◆ Aim of the exercise
Write out the entries below in full, exactly as given.

◆ Source material
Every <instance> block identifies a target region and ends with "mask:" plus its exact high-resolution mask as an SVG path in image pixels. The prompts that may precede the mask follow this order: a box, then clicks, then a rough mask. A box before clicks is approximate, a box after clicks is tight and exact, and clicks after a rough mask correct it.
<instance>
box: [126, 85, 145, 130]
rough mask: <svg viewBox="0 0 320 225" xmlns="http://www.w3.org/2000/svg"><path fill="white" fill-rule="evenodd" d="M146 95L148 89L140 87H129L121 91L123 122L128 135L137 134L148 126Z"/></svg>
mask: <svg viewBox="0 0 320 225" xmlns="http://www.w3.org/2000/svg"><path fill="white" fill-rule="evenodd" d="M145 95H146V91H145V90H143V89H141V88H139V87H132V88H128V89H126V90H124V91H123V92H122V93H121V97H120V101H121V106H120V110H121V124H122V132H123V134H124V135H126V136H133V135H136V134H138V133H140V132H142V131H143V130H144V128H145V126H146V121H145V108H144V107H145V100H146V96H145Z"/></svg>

◆ Completed exercise
Every <instance> block identifies a target region and ends with "mask:" plus its exact high-resolution mask as an SVG path in image pixels. The prompts that may precede the mask follow this order: a box, then clicks, then a rough mask. A box before clicks is approximate, a box after clicks is tight and exact, and clicks after a rough mask correct it.
<instance>
box: [126, 85, 145, 130]
rough mask: <svg viewBox="0 0 320 225" xmlns="http://www.w3.org/2000/svg"><path fill="white" fill-rule="evenodd" d="M146 95L148 89L140 87H129L121 91L123 122L128 135L137 134L148 126Z"/></svg>
mask: <svg viewBox="0 0 320 225" xmlns="http://www.w3.org/2000/svg"><path fill="white" fill-rule="evenodd" d="M145 95H146V91H145V90H143V89H141V88H139V87H132V88H128V89H126V90H124V91H123V92H122V93H121V97H120V101H121V106H120V110H121V124H122V132H123V134H124V135H126V136H133V135H136V134H138V133H140V132H142V131H143V130H144V128H145V126H146V121H145V108H144V107H145V100H146V96H145Z"/></svg>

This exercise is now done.